* [MATERIAL SUPPLIED]
---*---
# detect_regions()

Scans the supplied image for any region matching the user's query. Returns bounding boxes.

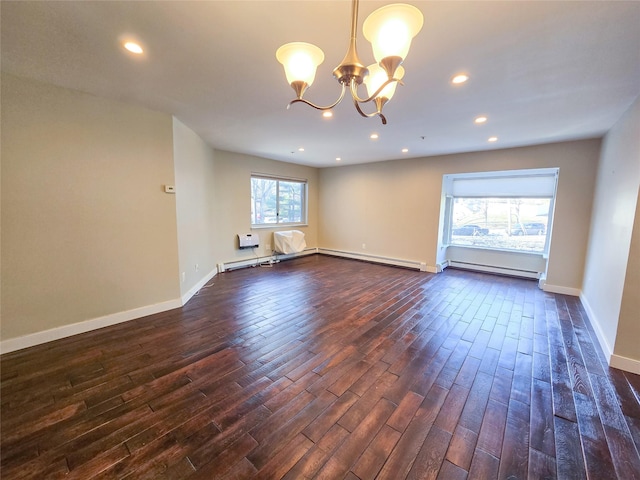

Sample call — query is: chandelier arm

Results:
[287,83,348,111]
[349,77,405,104]
[353,98,387,125]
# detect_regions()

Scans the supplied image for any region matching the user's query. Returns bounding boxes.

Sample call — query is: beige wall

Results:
[319,161,436,264]
[1,73,181,340]
[319,139,601,290]
[212,150,319,263]
[617,188,640,362]
[582,97,640,367]
[173,117,217,298]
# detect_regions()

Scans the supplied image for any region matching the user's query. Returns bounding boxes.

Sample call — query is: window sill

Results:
[445,244,547,257]
[251,224,308,230]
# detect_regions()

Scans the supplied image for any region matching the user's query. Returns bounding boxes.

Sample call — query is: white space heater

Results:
[238,233,260,249]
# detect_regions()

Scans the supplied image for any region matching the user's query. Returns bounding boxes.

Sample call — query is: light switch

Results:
[164,185,176,193]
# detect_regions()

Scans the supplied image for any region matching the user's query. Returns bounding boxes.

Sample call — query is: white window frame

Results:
[442,168,559,255]
[251,173,308,228]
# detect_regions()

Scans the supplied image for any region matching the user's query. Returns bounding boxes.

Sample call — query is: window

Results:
[443,169,558,254]
[251,174,307,226]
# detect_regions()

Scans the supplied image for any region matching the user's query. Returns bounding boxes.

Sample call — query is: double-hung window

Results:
[251,174,307,227]
[442,168,558,254]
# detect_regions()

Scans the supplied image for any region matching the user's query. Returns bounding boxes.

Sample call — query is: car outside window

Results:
[449,197,551,253]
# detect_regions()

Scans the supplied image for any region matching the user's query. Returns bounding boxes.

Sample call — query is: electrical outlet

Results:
[265,243,271,251]
[181,272,186,283]
[362,243,366,249]
[195,264,199,272]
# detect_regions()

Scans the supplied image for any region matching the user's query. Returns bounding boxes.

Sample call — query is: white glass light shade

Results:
[364,64,405,100]
[276,42,325,86]
[363,4,424,64]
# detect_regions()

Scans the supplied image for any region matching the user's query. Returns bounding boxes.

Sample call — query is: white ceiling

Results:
[2,1,639,167]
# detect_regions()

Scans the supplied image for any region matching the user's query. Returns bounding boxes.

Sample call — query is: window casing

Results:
[251,174,307,227]
[442,169,558,254]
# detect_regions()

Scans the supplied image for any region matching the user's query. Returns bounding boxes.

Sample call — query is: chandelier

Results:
[276,0,424,124]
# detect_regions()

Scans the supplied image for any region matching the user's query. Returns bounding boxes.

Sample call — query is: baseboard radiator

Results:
[219,248,432,273]
[317,248,429,272]
[447,260,541,279]
[217,247,317,273]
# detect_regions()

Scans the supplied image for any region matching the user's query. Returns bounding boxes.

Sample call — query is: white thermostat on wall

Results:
[164,185,176,193]
[238,233,259,249]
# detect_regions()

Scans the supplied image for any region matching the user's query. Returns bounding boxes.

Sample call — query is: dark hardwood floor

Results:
[2,254,639,479]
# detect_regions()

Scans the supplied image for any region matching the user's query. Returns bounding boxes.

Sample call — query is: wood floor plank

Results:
[386,390,424,433]
[315,397,396,478]
[338,371,397,433]
[246,389,336,470]
[477,399,509,459]
[104,435,194,480]
[528,447,557,480]
[2,255,638,479]
[376,384,449,480]
[302,391,359,443]
[602,422,640,480]
[253,433,313,480]
[351,424,402,479]
[406,425,452,480]
[434,383,471,434]
[468,449,499,480]
[445,424,478,472]
[185,432,258,479]
[554,415,587,479]
[530,378,555,457]
[436,460,469,480]
[498,398,530,479]
[283,424,350,479]
[458,371,493,435]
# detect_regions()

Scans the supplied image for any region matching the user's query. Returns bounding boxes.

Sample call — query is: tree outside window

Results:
[251,176,307,226]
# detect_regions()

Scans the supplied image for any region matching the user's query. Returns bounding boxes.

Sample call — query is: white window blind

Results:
[449,170,558,198]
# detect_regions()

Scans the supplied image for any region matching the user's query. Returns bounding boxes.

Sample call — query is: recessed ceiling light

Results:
[298,147,305,152]
[336,157,342,162]
[475,116,488,124]
[322,111,333,118]
[488,136,498,142]
[451,74,469,84]
[401,148,409,153]
[123,41,143,54]
[370,133,379,140]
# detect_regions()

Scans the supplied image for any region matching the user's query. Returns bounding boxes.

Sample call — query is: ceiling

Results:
[2,1,639,168]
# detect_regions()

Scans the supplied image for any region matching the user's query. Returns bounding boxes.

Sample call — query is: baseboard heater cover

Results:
[447,260,541,279]
[317,248,429,272]
[218,247,317,272]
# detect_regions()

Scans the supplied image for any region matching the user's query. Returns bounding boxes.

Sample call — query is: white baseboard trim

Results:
[541,283,581,297]
[579,293,614,361]
[0,298,183,355]
[610,354,640,375]
[579,293,640,374]
[181,268,217,305]
[317,248,432,272]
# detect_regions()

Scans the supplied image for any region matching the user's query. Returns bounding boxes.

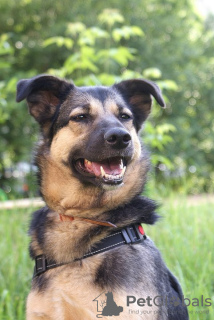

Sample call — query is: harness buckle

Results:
[34,255,47,277]
[121,224,146,244]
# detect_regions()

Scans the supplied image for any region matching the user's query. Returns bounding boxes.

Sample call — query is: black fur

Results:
[29,195,158,260]
[103,195,159,226]
[32,272,52,293]
[16,75,188,319]
[29,194,159,295]
[29,207,52,259]
[113,79,165,131]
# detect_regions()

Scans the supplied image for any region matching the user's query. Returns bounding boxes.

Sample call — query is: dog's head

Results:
[16,75,165,214]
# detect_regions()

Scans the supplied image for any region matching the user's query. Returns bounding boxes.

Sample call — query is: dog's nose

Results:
[104,128,131,149]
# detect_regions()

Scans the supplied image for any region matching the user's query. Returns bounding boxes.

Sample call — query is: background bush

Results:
[0,0,214,198]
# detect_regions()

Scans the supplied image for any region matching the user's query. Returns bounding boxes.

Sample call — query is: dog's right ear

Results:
[16,74,73,131]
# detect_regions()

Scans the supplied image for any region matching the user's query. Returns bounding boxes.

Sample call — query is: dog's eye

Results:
[120,113,131,120]
[70,114,88,122]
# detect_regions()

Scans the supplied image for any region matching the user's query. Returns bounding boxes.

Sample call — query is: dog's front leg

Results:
[26,313,52,320]
[26,290,96,320]
[26,291,53,320]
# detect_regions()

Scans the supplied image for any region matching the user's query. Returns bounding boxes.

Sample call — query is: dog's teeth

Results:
[104,173,112,180]
[100,165,126,181]
[119,159,124,169]
[121,166,126,176]
[100,166,106,178]
[85,159,92,167]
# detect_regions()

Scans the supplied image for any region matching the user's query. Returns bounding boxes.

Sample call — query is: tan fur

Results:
[25,80,170,320]
[39,97,146,216]
[27,288,160,320]
[130,94,152,118]
[16,76,187,320]
[27,248,162,320]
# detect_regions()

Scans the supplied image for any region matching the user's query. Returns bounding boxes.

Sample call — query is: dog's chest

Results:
[30,244,168,319]
[28,250,163,320]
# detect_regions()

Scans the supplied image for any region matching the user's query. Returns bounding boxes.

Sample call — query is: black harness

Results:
[33,223,146,278]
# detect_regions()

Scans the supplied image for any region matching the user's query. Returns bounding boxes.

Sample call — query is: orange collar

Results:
[59,214,117,228]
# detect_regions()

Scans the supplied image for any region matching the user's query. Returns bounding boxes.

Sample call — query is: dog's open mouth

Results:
[74,157,126,185]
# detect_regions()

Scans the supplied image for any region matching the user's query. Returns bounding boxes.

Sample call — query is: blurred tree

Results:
[0,0,213,195]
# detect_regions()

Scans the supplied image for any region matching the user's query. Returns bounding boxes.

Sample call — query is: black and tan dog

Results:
[16,75,188,320]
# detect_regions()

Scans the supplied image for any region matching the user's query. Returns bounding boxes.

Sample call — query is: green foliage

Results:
[143,122,176,169]
[45,9,144,86]
[41,10,176,178]
[0,0,214,197]
[0,188,7,201]
[43,36,74,49]
[98,8,125,26]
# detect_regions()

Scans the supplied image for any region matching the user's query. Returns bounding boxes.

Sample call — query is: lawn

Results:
[0,197,213,319]
[147,197,214,319]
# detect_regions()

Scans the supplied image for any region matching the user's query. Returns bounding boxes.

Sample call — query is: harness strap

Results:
[59,213,117,228]
[33,223,146,278]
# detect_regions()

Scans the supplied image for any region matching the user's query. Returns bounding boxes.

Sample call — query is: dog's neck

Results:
[99,195,158,227]
[29,195,158,263]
---*---
* [WORK REQUEST] Each line above that contains the string "floor" should be identified and copied.

* [WRITTEN ANSWER]
Sample call — query is: dark hardwood floor
Sample call — query is: wood floor plank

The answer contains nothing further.